TRY IT: Can you retype the compression release notes, starting at the words "Model-free JSON-crush accuracy" and stopping after the words "future over-aggressive change."?

TEXT SECTION:

Retrieve-coupled CCR learning (gitlab #941, Headroom CCR "learning" port).
When an agent keeps pulling back originals the inline compressed form dropped,
that is direct evidence the compression was too aggressive. LoopDetector now
tracks ctx_expand/ctx_retrieve re-fetches in a dedicated sliding-window
counter (retrieve_count, alongside the existing correction counter), exposed
as the ccr_retrieve_rate anomaly metric. The session auto-degrade now reacts
to the stronger of the two pressures (correction loops and CCR retrieves) and
recovers only when neither fires — so a session that over-retrieves dials
compression down to Lite (>=3) then Off (>=5) for itself. The level is
server state that feeds future CompressionLevel::effective() decisions, never
part of any tool output body, so output determinism (#498) is preserved.
Model-free JSON-crush accuracy gate (gitlab #942). A new Condition::JsonCrush
arm in the deterministic A/B eval harness (core::eval_ab) routes JSON/JSONL
through json_crush instead of whitespace-only compaction, and a committed
JSON-QA fixture (a redundant operator roster with one outlier field) plus the
gate json_crush_condition_preserves_answer_and_beats_baseline prove — with no
live model — that the crush keeps every gold answer while packing it in strictly
fewer tokens than the raw baseline. This is the deterministic accuracy floor of
the "crushed >= raw" claim, guarding against a future over-aggressive change.
Per-upstream proxy compression stats + ChatGPT Codex support (#582). The
proxy /status and lean-ctx proxy status now break compression down per
upstream — Anthropic, OpenAI, ChatGPT, Gemini — each with its own request /
byte / token-saved counters, so you can see exactly where the savings come
from. The split is purely additive: the existing top-level totals are
unchanged, and an unknown label is still counted in the totals but never
misattributed to a bucket. ChatGPT Codex traffic
(/backend-api/codex/responses) is recorded under its own ChatGPT label
while reusing the OpenAI Responses compression, usage, introspection and
holdout paths, and JSON-encoded tool-result envelopes inside Responses output
are now compressed/pruned without dropping items or breaking function_call /
function_call_output pairing (shrink-only, respects should_protect). The
research-prose squeeze cap is tunable via LEAN_CTX_RESEARCH_PROSE_CAP
(default 20000). Thanks to community contributor @ousatov-ua.

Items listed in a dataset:
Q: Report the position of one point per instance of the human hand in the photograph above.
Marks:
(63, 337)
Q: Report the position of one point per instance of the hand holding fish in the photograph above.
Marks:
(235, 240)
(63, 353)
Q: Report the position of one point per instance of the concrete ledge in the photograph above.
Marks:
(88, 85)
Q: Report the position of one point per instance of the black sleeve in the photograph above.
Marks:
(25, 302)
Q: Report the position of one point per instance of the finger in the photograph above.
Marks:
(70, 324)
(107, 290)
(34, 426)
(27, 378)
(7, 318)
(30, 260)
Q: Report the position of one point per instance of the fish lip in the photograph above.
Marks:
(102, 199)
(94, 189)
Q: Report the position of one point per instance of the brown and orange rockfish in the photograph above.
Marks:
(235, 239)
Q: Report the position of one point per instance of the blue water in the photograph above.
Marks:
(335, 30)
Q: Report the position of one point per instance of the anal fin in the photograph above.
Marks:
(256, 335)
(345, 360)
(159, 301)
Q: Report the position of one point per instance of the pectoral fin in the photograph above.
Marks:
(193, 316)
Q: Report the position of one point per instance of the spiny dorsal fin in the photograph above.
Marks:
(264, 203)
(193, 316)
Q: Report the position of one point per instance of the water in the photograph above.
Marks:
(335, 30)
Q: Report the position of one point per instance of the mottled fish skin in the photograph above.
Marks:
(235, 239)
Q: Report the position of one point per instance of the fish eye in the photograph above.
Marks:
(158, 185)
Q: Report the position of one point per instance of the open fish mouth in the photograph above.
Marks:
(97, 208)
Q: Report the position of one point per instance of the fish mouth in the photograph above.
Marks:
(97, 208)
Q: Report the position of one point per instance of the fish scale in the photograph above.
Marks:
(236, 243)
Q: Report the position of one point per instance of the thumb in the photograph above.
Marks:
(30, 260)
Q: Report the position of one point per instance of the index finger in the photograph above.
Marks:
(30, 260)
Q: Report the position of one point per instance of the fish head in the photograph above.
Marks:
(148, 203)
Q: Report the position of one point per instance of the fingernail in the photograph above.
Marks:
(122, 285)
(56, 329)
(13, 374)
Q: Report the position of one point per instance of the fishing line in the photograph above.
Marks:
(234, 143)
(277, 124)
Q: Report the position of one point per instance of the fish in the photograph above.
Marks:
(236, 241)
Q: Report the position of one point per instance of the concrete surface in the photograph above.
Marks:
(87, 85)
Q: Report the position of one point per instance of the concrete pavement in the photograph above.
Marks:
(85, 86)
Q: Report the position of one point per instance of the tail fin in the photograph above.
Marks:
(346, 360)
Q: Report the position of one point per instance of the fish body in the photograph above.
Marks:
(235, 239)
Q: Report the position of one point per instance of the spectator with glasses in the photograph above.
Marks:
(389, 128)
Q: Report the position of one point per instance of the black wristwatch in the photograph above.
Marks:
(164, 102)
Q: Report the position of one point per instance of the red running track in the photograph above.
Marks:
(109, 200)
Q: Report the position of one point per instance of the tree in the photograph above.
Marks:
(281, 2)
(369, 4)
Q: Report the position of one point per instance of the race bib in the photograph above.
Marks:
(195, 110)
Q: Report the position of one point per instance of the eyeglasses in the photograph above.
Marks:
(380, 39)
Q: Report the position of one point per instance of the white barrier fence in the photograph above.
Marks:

YOUR SOLUTION:
Model-free JSON-crush accuracy gate (gitlab #942). A new Condition::JsonCrush
arm in the deterministic A/B eval harness (core::eval_ab) routes JSON/JSONL
through json_crush instead of whitespace-only compaction, and a committed
JSON-QA fixture (a redundant operator roster with one outlier field) plus the
gate json_crush_condition_preserves_answer_and_beats_baseline prove — with no
live model — that the crush keeps every gold answer while packing it in strictly
fewer tokens than the raw baseline. This is the deterministic accuracy floor of
the "crushed >= raw" claim, guarding against a future over-aggressive change.